▶ _Set exercise A_:
Please answer these from the startup funding excerpt:
(i) What two uses of microloan proceeds are not allowed?
(ii) About how much is the average microloan?
(iii) Before pitching to an investor, what amount should you know?
▶ _Set exercise B_: Set down word for word the part of the startup funding excerpt that begins at the words "This is not" and stops after "up to $50,000.".

▶ _Selected excerpt_:
______
This is not a loan. This is an opportunity to invest – to make their money back and then some. After all, the people you’re closest to know you better than anyone else. They’ve seen your drive, they know your dedication, and they believe in you. In turn, you believe in yourself and your idea. Asking your friends and family to invest is a way of inviting them to be active participants in your dream and recipients of your success. You can feel good about that.
Apply for a Small Business Administration Loan
Unlike your family members or close friends, the Small Business Administration doesn’t get involved with investing, however, they do provide loans for qualified applicants. One of the most advantageous SBA options for startups is their microloan program. While the average microloan is around $13,000, the program provides loans up to $50,000.
Before you apply, be aware that loan proceeds cannot be used to purchase real estate or pay existing debts. However, that means you’re free to rebuild, re-open, repair, enhance, or improve your small business. That includes expenses associated with inventory, machinery, furniture, fixtures, equipment, supplies, and working capital. A microloan may not give you everything to get your business off the ground, but it can be part of your financial plan.
Consider Private Investors
With the right group of private investors, it’s possible to raise all of the capital needed to launch and grow your startup. We’ll provide more information below to help you understand what these investors are looking for – allowing you to tailor your offering and maximize interest – but here are some basics to consider:
Before pitching your idea to an investor or venture capital group, know the amount of funding you need, and be prepared to explain what that money will allow you to accomplish. Then, make sure your pitch is polished and practiced. After that, do your research. Are there local VCs you can meet with in person? Do you know of an angel investor you can reach out to? Put the internet – including LinkedIn and other online networking sites – to work for you.
______
▶ _Stored rows_:
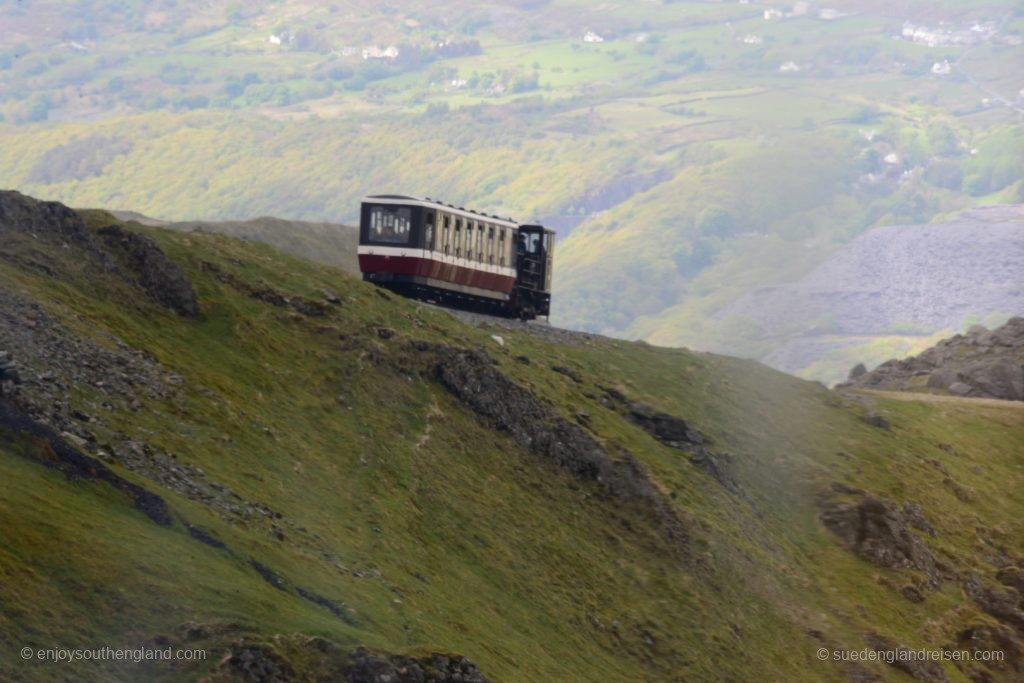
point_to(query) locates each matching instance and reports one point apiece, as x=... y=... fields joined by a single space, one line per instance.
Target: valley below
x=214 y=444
______
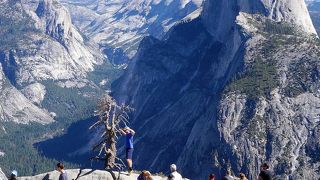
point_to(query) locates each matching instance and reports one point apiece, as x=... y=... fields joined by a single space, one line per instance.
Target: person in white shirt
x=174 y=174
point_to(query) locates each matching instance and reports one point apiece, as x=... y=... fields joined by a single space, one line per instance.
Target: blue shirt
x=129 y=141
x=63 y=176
______
▶ _Complete output A_:
(i) Purchasing real estate and paying existing debts.
(ii) Around $13,000.
(iii) The amount of funding you need.

▶ _Complete output B_:
This is not a loan. This is an opportunity to invest – to make their money back and then some. After all, the people you’re closest to know you better than anyone else. They’ve seen your drive, they know your dedication, and they believe in you. In turn, you believe in yourself and your idea. Asking your friends and family to invest is a way of inviting them to be active participants in your dream and recipients of your success. You can feel good about that.
Apply for a Small Business Administration Loan
Unlike your family members or close friends, the Small Business Administration doesn’t get involved with investing, however, they do provide loans for qualified applicants. One of the most advantageous SBA options for startups is their microloan program. While the average microloan is around $13,000, the program provides loans up to $50,000.